▸ Raw data:
========

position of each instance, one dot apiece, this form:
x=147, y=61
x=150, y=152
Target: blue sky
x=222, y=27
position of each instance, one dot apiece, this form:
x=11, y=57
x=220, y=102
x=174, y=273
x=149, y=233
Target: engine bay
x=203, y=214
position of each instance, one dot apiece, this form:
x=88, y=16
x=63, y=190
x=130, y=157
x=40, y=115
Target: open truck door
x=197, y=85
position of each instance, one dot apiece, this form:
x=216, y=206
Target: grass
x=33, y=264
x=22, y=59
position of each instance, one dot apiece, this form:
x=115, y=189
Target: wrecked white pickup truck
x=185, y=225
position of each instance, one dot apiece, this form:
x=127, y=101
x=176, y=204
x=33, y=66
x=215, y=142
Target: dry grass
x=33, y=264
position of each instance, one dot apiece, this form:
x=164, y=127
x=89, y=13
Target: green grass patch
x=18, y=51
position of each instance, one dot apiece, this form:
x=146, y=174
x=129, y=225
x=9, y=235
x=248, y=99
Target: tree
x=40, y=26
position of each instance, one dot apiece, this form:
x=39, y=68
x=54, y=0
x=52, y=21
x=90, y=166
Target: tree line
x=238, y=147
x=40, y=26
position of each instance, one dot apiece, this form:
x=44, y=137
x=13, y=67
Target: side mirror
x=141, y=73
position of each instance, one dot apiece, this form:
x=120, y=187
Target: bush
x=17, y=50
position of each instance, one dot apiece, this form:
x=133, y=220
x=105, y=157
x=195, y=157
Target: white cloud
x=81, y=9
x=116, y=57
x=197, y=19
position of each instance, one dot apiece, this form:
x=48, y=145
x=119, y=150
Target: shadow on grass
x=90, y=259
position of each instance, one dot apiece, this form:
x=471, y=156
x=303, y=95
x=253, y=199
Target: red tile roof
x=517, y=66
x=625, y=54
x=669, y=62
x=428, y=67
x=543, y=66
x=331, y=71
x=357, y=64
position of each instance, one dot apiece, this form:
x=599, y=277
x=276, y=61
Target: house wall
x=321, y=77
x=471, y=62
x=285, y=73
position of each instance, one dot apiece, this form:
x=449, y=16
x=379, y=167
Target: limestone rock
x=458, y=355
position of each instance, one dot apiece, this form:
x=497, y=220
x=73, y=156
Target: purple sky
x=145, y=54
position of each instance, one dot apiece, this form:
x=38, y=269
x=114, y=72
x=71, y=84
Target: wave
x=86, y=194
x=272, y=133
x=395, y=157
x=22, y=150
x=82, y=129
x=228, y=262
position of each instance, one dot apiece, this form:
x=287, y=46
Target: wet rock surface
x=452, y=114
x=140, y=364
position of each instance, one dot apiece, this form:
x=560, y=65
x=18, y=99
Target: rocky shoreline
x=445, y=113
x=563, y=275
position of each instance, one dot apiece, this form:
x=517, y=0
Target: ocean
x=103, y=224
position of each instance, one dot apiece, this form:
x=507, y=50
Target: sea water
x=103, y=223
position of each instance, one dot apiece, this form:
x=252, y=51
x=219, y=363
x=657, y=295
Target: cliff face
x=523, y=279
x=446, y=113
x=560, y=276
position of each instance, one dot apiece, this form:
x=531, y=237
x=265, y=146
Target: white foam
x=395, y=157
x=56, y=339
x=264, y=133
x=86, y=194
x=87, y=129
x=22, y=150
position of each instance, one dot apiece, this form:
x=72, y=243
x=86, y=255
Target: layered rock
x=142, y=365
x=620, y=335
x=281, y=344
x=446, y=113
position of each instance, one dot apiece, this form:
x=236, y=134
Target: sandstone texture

========

▸ Problem details:
A word-for-word copy of the data is what should be returned.

▸ Response to this task:
position of each instance, one dot apiece, this form:
x=147, y=61
x=150, y=152
Target: blue sky
x=222, y=27
position of each instance, one dot apiece, this form:
x=11, y=57
x=220, y=102
x=174, y=273
x=149, y=233
Target: engine bay
x=203, y=214
position of each instance, one dot apiece, this form:
x=88, y=16
x=63, y=190
x=130, y=157
x=40, y=115
Target: open truck door
x=197, y=85
position of each instance, one dot apiece, this form:
x=216, y=206
Target: grass
x=33, y=264
x=22, y=59
position of each instance, one dot apiece, this form:
x=115, y=189
Target: wrecked white pickup truck
x=185, y=225
position of each instance, one dot apiece, this form:
x=127, y=101
x=176, y=204
x=33, y=66
x=215, y=142
Target: dry grass
x=33, y=264
position of each instance, one dot apiece, this form:
x=164, y=127
x=89, y=13
Target: green grass patch
x=18, y=51
position of each instance, one dot apiece, this form:
x=146, y=174
x=129, y=225
x=9, y=235
x=248, y=99
Target: tree
x=40, y=26
position of each instance, one dot apiece, this form:
x=39, y=68
x=54, y=0
x=52, y=21
x=90, y=166
Target: tree line
x=238, y=147
x=40, y=26
position of each instance, one dot apiece, this form:
x=44, y=137
x=13, y=67
Target: side mirror
x=141, y=73
position of each instance, one dot apiece, this form:
x=120, y=187
Target: bush
x=17, y=50
position of each instance, one dot apiece, this form:
x=133, y=220
x=105, y=157
x=195, y=157
Target: white cloud
x=81, y=9
x=116, y=57
x=197, y=19
position of each instance, one dot apiece, this form:
x=48, y=145
x=119, y=150
Target: shadow on grass
x=90, y=259
position of each instance, one dot apiece, this form:
x=471, y=156
x=303, y=95
x=253, y=199
Target: red tile roof
x=517, y=66
x=625, y=54
x=669, y=62
x=428, y=67
x=543, y=66
x=331, y=71
x=357, y=64
position of each instance, one dot apiece, this form:
x=599, y=277
x=276, y=61
Target: house wall
x=321, y=77
x=471, y=62
x=285, y=73
position of each instance, one dot apiece, this form:
x=449, y=16
x=379, y=167
Target: limestone rock
x=458, y=355
position of each instance, one dot apiece, this form:
x=497, y=220
x=73, y=156
Target: purple sky
x=145, y=54
position of each instance, one dot apiece, this form:
x=38, y=269
x=114, y=72
x=71, y=84
Target: wave
x=86, y=194
x=272, y=133
x=395, y=157
x=22, y=150
x=82, y=129
x=228, y=262
position of each instance, one dot apiece, this form:
x=287, y=46
Target: wet rock surface
x=452, y=114
x=140, y=364
position of each instance, one dot apiece, this form:
x=560, y=65
x=18, y=99
Target: rocky shoreline
x=445, y=113
x=563, y=275
position of each instance, one dot apiece, this form:
x=517, y=0
Target: ocean
x=103, y=224
position of each instance, one dot apiece, this form:
x=507, y=50
Target: sea water
x=103, y=223
position of each instance, one dot apiece, this form:
x=252, y=51
x=219, y=363
x=657, y=295
Target: cliff face
x=523, y=279
x=446, y=113
x=560, y=276
position of each instance, one dot apiece, this form:
x=531, y=237
x=265, y=146
Target: white foam
x=395, y=157
x=56, y=339
x=264, y=133
x=86, y=194
x=87, y=129
x=22, y=150
position of each instance, one dot apiece, this form:
x=72, y=243
x=86, y=255
Target: layered rock
x=142, y=365
x=620, y=335
x=281, y=344
x=446, y=113
position of each instance, one dot apiece, this form:
x=236, y=134
Target: sandstone texture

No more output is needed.